**Assignment**
A word-for-word reproduction of the listing is required.
======== Records shown
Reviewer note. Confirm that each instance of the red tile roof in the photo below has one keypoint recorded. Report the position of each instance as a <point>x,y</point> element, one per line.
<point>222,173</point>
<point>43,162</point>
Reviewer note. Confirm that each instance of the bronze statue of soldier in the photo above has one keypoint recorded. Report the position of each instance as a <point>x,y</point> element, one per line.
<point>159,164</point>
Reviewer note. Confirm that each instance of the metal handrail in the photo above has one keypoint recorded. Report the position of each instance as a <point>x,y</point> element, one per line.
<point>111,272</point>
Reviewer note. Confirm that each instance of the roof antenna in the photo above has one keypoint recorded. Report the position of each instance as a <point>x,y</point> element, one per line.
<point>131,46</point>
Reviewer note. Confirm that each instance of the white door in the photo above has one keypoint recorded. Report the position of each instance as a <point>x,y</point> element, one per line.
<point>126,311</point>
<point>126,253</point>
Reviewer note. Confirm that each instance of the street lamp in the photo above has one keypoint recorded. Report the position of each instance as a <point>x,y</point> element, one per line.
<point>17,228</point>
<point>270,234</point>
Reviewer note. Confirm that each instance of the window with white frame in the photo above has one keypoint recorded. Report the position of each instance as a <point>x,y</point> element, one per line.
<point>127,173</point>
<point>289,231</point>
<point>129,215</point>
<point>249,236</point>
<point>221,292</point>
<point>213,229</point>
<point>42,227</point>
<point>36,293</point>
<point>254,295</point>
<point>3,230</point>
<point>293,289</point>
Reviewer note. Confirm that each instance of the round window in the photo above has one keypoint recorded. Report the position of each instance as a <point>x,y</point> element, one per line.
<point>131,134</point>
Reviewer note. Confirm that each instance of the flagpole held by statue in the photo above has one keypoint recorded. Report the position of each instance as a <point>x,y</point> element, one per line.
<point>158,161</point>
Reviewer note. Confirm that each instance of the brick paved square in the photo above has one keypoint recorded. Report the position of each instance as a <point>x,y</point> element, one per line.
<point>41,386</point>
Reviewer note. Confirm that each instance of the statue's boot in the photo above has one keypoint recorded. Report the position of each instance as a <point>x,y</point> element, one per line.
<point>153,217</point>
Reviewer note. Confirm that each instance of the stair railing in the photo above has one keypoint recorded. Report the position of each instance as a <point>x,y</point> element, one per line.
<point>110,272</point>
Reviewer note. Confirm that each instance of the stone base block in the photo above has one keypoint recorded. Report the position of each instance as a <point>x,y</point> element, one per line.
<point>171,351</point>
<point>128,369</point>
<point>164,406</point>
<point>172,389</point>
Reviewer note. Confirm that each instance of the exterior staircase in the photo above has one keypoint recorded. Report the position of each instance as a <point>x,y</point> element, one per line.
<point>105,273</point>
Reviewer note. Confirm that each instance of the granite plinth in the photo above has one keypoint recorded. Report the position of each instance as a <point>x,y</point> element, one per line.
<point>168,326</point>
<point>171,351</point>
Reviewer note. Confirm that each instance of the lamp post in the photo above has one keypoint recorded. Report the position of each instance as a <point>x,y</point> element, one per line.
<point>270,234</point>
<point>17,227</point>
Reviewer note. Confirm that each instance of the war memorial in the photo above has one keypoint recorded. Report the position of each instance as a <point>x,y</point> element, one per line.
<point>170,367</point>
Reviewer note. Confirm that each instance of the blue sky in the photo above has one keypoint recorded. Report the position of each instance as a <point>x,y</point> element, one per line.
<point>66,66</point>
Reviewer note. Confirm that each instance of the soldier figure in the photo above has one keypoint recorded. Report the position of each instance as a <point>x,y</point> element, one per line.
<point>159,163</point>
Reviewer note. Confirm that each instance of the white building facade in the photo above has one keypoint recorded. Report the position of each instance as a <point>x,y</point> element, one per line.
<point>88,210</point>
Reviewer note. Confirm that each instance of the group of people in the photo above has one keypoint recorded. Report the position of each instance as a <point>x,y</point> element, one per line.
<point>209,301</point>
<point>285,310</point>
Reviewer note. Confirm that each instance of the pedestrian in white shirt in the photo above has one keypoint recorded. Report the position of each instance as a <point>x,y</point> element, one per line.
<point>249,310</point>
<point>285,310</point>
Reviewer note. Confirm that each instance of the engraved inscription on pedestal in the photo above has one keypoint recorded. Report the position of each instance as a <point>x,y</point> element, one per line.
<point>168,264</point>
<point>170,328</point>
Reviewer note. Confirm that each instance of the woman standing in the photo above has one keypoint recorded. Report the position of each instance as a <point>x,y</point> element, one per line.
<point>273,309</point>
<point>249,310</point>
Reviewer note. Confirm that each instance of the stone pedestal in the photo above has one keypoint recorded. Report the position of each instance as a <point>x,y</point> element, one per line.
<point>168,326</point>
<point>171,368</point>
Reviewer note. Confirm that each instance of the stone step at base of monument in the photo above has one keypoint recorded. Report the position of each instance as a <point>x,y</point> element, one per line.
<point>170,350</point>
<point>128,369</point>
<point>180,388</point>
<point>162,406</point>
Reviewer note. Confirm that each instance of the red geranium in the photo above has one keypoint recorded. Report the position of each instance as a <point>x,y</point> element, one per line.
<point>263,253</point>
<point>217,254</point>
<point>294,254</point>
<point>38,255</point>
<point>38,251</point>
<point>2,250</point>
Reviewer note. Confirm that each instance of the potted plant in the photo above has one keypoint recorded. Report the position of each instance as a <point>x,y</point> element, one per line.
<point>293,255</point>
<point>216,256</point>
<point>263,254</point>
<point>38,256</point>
================
**Exercise result**
Reviewer note. Confirm that each instance of the red tile roof in the photo below has one keypoint recorded. Report the position of each instance as a <point>x,y</point> element, one per line.
<point>222,173</point>
<point>43,162</point>
Reviewer note. Confirm that each instance of the bronze statue of soldier in the photo above has one keypoint recorded. Report the position of each instance as a <point>x,y</point> element, one per line.
<point>159,164</point>
Reviewer note. Confirm that each instance of the metal handrail in the photo above has one keypoint recorded. Report the position of each instance as a <point>x,y</point> element, one per line.
<point>111,272</point>
Reviewer note. Confirm that each instance of the roof antenna in the photo above has one keypoint recorded. Report the position of each instance as a <point>x,y</point> element, one per line.
<point>131,46</point>
Reviewer note. Confirm that each instance of the white door in the photo above has one keypoint recorded. Report the position of each instance as a <point>x,y</point> element, one per line.
<point>126,311</point>
<point>126,253</point>
Reviewer note. Confirm that each instance of the street lamp in the photo above has one keypoint recorded. Report the position of each instance as a <point>x,y</point> element, one per line.
<point>17,228</point>
<point>270,234</point>
Reviewer note. Confirm that each instance of the window with white frame in the photo above has one keypoint recorded. Report the position of each instance as a <point>x,y</point> element, one per line.
<point>127,173</point>
<point>289,231</point>
<point>129,215</point>
<point>249,236</point>
<point>221,292</point>
<point>213,229</point>
<point>42,227</point>
<point>36,293</point>
<point>254,295</point>
<point>3,230</point>
<point>293,289</point>
Reviewer note. Confirm that each instance of the round window in the photo above has one keypoint recorded. Report the position of each instance as a <point>x,y</point> element, one per line.
<point>131,134</point>
Reviewer note. Confirm that each instance of the flagpole held by statue in the photo above has one keypoint recorded. Report the position of each instance as a <point>x,y</point> element, one per line.
<point>158,161</point>
Reviewer note. Confirm that each instance of the brick paved square in the photo above has one keypoint recorded. Report the position of each instance as a <point>x,y</point> element, one per line.
<point>41,386</point>
Reviewer note. Confirm that each instance of the statue's boot in the photo above has one keypoint recorded. Report the position of each instance as a <point>x,y</point> element, one per line.
<point>153,217</point>
Reviewer note. Confirm that each instance of the stair railing in the photo above has one keypoint recorded. Report the position of each instance as a <point>x,y</point> element, one per line.
<point>110,272</point>
Reviewer note. Confirm that each instance of the stone base block in the photo above has one keypoint recorded. Report the position of each instance as a <point>x,y</point> element, one per line.
<point>171,351</point>
<point>128,369</point>
<point>164,406</point>
<point>172,389</point>
Reviewer note. Confirm that each instance of the exterior staircase in the photo above has one keypoint recorded. Report the position of each instance as a <point>x,y</point> element, one per line.
<point>105,273</point>
Reviewer note. Confirm that each instance of the granite plinth in the photo above has one keypoint recorded. Report the position of each instance as a <point>x,y</point> element, one per line.
<point>168,326</point>
<point>171,351</point>
Reviewer note. Confirm that each instance of the lamp post in the photo above has one keypoint recorded. Report the position of each instance as a <point>x,y</point> element, one per line.
<point>270,234</point>
<point>17,227</point>
Reviewer note. Confirm that each instance of the war memorial in the photo above has one keypoint recorded. Report the position of each instance as a <point>x,y</point> element, one per line.
<point>170,367</point>
Reviewer note. Confirm that each instance of the blue sky in the photo above has one keypoint recorded. Report the position of each instance as a <point>x,y</point> element, one per line.
<point>66,66</point>
Reviewer note. Confirm that each instance of the soldier figure in the photo above has one keypoint recorded. Report the position of each instance as a <point>x,y</point> element, one per line.
<point>159,163</point>
Reviewer note. Confirm that each instance of the white building facade in the photo above has one keypoint recorded. Report the position of each instance as a <point>x,y</point> element, one per line.
<point>88,210</point>
Reviewer note. Confirm that each instance of the group of people in the photo above has one keypoint recorded. Report the position of each instance as a <point>x,y</point> element, one per line.
<point>209,301</point>
<point>285,310</point>
Reviewer note. Confirm that each instance of the pedestrian in white shirt in the photo above has one keypoint recorded. Report the position of each instance as a <point>x,y</point> element, one per line.
<point>249,310</point>
<point>285,310</point>
Reviewer note. Confirm that each instance of the engraved inscription on pedestal in the photo above has one keypoint recorded. Report the position of each instance as a <point>x,y</point> element, one per line.
<point>168,264</point>
<point>170,328</point>
Reviewer note. Confirm that each instance of the woman standing in the photo above has one keypoint recorded. Report the position of each instance as a <point>x,y</point> element, one per line.
<point>273,309</point>
<point>249,310</point>
Reviewer note. Confirm that each instance of the stone pedestal in the photo above has one keypoint recorded. Report the position of each instance as a <point>x,y</point> element, one per line.
<point>168,326</point>
<point>171,368</point>
Reviewer note. Confirm that each instance of the stone step at base of monument in the photo above has one keypoint recorded. Report the position of each instance as a <point>x,y</point> element, one per line.
<point>170,350</point>
<point>128,369</point>
<point>180,388</point>
<point>162,406</point>
Reviewer note. Confirm that each instance of the red geranium in the photo above has one keypoint recorded. Report the position of each instance as a <point>x,y</point> element, one per line.
<point>263,253</point>
<point>217,254</point>
<point>294,254</point>
<point>38,255</point>
<point>38,251</point>
<point>2,250</point>
Reviewer note. Confirm that each instance of the potted plant in the photo above has one keypoint recorded. Report the position of each instance as a <point>x,y</point> element, one per line.
<point>293,255</point>
<point>216,256</point>
<point>263,254</point>
<point>38,256</point>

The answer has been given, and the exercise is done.